◆ **What needs to be done**: Starting with the line that contains "the window sill", write out each line through the end of the listing, unchanged. Output nothing else.

◆ **Record excerpts**:
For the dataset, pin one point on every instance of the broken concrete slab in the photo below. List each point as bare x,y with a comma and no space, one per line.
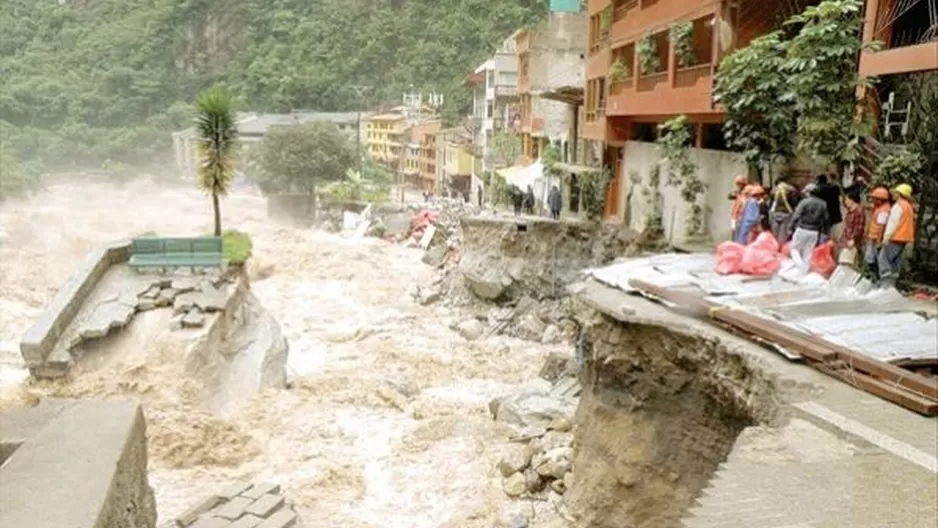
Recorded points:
193,319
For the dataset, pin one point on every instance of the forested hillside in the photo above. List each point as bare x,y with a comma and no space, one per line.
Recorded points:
91,80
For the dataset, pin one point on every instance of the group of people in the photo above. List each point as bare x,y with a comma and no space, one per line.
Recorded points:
523,201
822,211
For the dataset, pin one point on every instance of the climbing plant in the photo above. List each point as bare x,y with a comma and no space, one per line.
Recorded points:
752,88
619,71
594,185
901,165
821,75
682,38
674,147
648,60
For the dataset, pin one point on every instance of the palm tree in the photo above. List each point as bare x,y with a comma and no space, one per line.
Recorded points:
218,134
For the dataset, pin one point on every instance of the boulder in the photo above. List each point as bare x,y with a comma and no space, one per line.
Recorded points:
514,485
471,329
515,459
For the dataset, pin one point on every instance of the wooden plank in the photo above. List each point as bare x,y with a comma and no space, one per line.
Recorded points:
886,391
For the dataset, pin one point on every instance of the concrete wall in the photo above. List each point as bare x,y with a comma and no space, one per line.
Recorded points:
42,336
79,464
715,168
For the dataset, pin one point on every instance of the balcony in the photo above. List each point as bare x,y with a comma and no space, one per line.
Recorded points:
653,95
506,91
656,16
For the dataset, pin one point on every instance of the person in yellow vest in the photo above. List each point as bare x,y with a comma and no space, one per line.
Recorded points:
899,233
881,205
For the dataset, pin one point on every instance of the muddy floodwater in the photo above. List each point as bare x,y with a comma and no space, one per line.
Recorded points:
386,421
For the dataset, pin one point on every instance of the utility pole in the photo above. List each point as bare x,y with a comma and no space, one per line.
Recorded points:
360,90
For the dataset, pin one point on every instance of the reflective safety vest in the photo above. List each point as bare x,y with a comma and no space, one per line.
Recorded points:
877,225
905,233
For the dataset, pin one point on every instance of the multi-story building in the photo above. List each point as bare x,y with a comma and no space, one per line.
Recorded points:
550,56
386,138
494,100
459,162
419,167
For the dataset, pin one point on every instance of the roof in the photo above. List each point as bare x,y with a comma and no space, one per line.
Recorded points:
565,94
839,310
386,117
485,66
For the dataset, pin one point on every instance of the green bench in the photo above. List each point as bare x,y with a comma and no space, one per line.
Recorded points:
152,252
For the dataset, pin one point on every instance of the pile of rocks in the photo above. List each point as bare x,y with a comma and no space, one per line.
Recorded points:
190,297
539,458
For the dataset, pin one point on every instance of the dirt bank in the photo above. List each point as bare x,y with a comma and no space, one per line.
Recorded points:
661,408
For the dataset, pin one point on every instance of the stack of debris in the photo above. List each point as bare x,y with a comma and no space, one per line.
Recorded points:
241,506
190,297
539,459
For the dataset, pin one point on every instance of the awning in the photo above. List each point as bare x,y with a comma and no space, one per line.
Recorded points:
572,95
576,169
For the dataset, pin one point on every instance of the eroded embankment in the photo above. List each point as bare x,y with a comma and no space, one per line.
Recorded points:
661,408
505,259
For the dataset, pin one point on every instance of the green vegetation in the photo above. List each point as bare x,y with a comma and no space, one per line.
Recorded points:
84,82
802,87
301,159
217,141
236,247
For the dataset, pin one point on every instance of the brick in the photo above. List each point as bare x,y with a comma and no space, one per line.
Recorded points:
233,509
248,521
264,506
192,514
259,490
234,490
211,522
281,519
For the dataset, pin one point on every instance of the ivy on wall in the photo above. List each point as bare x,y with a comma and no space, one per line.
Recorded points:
674,147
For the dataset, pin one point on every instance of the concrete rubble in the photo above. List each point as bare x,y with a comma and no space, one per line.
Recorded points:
538,462
241,505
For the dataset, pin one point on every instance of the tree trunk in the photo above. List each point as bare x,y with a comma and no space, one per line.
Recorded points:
217,211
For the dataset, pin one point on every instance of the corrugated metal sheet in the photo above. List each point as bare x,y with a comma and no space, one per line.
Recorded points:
846,310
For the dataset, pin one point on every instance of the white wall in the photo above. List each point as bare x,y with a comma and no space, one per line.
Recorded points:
716,169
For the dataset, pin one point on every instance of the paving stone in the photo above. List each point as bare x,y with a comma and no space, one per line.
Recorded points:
193,513
233,509
259,490
234,490
248,521
281,519
211,522
265,505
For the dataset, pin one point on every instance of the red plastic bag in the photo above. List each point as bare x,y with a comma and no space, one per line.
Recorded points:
822,260
766,242
756,261
729,258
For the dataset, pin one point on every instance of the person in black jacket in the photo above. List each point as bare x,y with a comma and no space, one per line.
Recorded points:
831,194
810,221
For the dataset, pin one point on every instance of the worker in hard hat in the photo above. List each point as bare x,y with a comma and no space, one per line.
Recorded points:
739,201
881,204
752,214
899,233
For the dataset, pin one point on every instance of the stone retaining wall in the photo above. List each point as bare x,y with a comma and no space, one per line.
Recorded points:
42,336
78,464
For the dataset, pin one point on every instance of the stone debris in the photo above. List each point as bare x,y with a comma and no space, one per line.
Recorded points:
242,505
541,453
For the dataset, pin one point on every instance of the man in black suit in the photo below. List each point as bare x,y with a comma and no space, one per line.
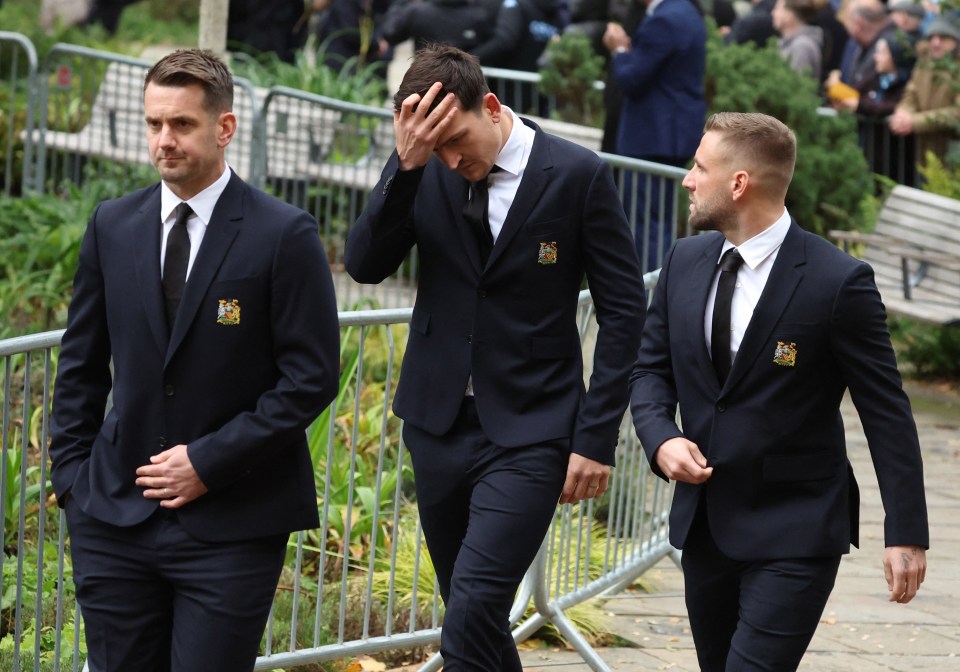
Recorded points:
180,501
766,501
507,220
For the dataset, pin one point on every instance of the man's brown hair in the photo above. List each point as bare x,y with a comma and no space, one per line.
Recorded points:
194,66
459,72
760,144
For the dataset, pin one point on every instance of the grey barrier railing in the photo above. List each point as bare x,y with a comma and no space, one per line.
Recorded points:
362,583
325,156
520,90
18,70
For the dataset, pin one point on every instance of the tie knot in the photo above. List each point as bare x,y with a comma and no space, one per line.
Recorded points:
731,261
183,213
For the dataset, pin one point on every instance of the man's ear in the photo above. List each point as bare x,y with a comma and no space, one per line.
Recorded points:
228,126
493,106
741,183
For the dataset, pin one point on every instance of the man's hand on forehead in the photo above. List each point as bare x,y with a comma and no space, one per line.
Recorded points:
418,128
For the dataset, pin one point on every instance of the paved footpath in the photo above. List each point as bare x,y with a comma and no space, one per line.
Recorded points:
860,631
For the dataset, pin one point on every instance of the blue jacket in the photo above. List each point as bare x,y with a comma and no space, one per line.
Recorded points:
662,81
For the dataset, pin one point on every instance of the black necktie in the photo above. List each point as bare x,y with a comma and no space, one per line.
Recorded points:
476,213
175,262
720,335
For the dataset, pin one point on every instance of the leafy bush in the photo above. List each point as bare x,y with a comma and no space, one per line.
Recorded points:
831,179
926,351
39,245
569,77
353,83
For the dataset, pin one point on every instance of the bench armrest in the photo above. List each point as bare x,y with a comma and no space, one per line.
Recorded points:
929,257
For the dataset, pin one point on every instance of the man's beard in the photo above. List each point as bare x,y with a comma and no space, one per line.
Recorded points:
713,216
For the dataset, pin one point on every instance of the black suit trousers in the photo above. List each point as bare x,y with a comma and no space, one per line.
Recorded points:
748,616
153,599
484,510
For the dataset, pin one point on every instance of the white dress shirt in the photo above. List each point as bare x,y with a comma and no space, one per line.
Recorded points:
202,205
758,254
512,161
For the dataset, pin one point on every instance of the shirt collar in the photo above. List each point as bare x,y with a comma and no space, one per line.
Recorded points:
652,7
202,204
762,245
511,158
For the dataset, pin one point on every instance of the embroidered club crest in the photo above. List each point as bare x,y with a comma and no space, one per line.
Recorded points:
228,312
548,253
785,354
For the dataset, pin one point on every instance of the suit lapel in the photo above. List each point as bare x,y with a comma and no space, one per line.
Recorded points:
458,190
535,180
147,262
221,231
777,293
701,279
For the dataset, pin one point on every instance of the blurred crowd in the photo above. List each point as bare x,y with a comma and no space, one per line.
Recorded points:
888,63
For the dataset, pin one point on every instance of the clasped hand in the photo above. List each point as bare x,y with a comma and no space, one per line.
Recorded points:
171,478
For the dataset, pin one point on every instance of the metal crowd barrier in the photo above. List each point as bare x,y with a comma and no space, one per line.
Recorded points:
360,584
325,156
520,90
18,70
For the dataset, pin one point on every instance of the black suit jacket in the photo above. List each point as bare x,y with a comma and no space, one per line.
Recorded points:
240,395
782,485
512,323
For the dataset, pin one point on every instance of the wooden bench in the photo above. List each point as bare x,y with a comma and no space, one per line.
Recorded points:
915,253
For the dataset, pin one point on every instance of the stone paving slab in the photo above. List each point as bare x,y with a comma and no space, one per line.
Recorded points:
861,631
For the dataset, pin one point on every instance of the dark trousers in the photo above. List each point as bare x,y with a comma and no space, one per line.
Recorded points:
154,599
751,616
484,510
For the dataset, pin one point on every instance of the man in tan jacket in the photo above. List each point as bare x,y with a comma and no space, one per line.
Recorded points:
930,107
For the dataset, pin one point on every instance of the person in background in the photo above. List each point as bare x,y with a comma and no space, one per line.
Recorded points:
660,70
866,22
257,28
800,43
755,26
348,29
520,34
205,310
464,24
508,221
930,107
756,331
908,16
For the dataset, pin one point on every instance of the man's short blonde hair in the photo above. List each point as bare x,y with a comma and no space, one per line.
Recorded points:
758,143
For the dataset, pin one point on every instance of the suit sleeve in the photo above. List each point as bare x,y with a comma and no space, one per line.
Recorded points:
861,344
653,390
379,240
306,350
83,371
616,286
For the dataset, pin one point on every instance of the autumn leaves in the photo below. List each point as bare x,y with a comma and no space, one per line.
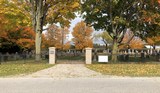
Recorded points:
58,37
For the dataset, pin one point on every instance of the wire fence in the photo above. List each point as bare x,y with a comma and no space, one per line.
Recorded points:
20,57
129,55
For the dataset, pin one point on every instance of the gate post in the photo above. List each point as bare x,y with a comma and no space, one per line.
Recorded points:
52,55
88,56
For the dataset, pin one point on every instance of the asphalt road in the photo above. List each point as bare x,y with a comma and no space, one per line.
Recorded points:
80,85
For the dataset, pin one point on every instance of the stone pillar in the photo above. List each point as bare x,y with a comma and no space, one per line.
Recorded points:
88,56
52,55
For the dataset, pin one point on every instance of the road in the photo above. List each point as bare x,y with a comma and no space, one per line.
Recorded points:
80,85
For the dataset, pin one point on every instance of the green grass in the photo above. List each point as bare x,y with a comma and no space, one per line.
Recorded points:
21,67
133,69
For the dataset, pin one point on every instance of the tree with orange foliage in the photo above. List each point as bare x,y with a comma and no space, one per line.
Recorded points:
57,37
17,39
82,36
134,43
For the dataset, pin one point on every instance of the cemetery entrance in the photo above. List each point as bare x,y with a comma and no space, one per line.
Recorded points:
71,56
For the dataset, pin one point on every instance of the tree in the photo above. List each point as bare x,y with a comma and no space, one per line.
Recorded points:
50,11
105,38
116,16
18,39
82,36
16,33
57,37
135,43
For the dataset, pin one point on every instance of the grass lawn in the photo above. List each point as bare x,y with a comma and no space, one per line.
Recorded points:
21,67
133,69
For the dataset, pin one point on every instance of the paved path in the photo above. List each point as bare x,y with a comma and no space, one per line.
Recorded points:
80,85
65,71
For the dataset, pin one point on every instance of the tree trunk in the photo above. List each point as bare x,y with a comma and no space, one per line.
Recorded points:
38,46
114,51
39,27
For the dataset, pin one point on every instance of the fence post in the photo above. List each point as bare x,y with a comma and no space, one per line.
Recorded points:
88,56
52,55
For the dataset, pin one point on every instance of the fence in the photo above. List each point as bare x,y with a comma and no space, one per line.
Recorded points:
22,57
129,55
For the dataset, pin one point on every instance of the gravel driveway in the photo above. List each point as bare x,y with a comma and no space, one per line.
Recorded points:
65,71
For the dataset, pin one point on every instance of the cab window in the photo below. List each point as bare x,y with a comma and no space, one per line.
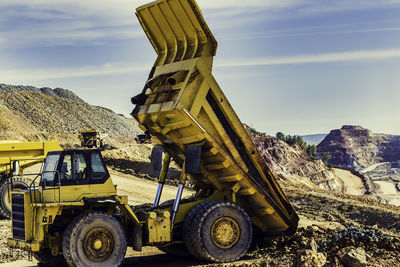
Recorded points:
98,169
50,167
73,167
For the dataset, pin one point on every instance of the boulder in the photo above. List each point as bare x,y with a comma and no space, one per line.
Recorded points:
355,257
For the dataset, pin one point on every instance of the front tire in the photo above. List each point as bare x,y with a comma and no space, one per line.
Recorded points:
18,183
94,239
217,231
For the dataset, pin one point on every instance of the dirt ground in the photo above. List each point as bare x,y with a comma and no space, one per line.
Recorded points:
333,222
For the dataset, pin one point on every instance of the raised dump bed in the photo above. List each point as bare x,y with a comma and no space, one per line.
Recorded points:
184,107
27,154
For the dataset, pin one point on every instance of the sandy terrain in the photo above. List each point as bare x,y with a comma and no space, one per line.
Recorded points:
351,184
324,217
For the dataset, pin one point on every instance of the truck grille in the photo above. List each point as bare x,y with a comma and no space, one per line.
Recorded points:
18,217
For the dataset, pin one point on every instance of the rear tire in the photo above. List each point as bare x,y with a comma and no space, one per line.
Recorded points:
45,257
217,231
18,183
94,239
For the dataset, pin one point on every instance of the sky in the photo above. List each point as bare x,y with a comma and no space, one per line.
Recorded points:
295,66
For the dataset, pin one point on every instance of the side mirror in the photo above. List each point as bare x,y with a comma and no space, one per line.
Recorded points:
16,168
77,165
43,184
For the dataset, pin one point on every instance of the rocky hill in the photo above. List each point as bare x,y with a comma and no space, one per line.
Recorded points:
31,114
375,155
293,164
313,139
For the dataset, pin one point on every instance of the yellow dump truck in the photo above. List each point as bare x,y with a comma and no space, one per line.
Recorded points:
14,158
91,139
75,214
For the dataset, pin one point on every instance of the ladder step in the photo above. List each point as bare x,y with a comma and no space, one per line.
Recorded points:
247,191
192,139
231,178
265,211
218,166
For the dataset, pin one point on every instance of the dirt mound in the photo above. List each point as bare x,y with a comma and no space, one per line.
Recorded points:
29,113
375,156
292,162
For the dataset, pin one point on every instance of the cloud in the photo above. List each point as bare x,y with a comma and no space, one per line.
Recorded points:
314,58
115,68
299,32
36,74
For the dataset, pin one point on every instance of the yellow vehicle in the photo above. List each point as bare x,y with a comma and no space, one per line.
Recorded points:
91,139
76,214
14,158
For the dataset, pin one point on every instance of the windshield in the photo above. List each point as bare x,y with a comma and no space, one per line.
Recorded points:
50,167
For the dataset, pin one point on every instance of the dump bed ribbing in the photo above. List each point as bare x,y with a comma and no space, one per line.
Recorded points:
183,106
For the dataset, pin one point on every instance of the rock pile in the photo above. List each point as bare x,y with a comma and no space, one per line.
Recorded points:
30,113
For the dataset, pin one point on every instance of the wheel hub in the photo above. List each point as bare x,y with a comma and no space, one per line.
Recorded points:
98,244
225,232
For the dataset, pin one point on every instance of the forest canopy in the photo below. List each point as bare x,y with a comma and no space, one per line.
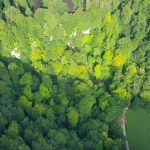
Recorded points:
68,69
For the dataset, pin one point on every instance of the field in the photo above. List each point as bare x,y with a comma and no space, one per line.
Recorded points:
138,129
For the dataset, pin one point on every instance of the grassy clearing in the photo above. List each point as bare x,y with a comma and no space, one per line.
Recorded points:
138,129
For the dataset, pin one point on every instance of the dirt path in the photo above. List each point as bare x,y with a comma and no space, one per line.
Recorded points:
123,125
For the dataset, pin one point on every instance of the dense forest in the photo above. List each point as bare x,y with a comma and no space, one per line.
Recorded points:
68,69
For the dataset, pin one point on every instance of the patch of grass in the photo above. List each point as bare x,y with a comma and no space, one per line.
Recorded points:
138,129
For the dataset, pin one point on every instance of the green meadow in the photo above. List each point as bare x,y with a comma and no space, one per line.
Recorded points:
138,129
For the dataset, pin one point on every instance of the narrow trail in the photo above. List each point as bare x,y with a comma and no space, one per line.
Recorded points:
123,125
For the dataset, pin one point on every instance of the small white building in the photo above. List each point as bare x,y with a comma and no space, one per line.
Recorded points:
15,53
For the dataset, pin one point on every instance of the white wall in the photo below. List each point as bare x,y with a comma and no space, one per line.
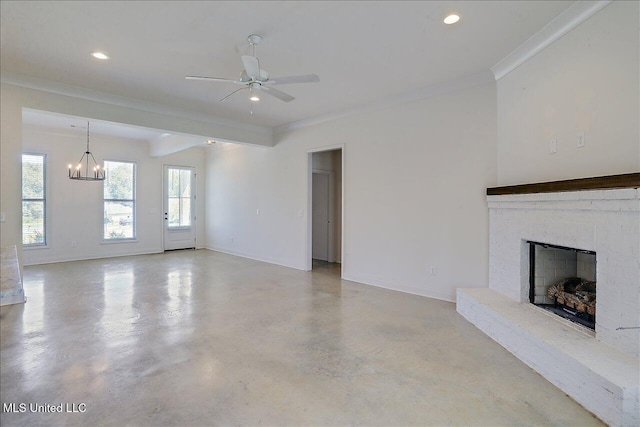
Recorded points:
13,99
414,181
75,207
585,81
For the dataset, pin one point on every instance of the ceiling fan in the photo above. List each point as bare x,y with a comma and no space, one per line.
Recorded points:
257,80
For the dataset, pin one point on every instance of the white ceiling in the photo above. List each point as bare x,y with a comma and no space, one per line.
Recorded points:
364,52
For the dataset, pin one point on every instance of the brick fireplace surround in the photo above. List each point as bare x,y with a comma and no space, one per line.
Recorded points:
600,369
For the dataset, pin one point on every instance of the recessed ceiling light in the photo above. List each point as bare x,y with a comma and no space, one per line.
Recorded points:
451,19
99,55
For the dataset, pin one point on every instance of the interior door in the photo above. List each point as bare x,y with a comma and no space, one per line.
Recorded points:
179,207
320,217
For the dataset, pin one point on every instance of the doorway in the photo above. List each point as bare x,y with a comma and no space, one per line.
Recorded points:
325,200
179,207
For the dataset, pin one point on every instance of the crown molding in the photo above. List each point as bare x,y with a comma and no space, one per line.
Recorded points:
121,101
464,82
573,16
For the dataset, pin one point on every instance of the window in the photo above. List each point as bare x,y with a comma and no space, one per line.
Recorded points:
34,229
119,200
179,197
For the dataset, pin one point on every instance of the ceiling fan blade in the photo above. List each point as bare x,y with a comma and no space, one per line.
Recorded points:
278,94
232,93
307,78
211,79
251,66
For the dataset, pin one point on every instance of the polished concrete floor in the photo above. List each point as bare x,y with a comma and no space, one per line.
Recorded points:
194,338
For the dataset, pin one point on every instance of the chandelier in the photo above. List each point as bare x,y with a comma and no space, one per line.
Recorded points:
92,171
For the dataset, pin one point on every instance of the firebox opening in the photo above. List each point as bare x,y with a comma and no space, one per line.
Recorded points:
563,281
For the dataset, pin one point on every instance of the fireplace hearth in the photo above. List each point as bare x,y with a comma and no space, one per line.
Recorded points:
597,367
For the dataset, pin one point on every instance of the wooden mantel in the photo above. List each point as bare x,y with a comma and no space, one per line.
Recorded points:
629,180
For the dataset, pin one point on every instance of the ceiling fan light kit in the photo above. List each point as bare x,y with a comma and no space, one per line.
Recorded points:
258,80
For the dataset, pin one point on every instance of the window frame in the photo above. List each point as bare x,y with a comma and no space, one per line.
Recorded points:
133,201
45,221
191,198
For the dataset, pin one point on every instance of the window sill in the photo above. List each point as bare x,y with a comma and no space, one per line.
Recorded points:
114,241
34,247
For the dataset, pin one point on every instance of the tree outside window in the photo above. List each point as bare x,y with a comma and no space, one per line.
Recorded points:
33,200
119,200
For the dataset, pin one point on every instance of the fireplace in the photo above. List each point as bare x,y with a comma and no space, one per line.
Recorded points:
562,280
600,367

◆ **Written answer**:
For the dataset, pin one point on every instance of the window sill in the photo above. List each point as bare x,y with a comma and no space, one per line.
Recorded points:
114,241
34,247
For the dataset, pin one point on every instance of the tree outside window in the photo above. List each point as bare x,y with a comma and no space, one per line.
Recorded points:
33,200
119,200
For the dataset, pin one point on every instance of the fireplace in the photo above. List each point as bare x,y with a comma and no space, one per line.
Recorded points:
562,280
600,367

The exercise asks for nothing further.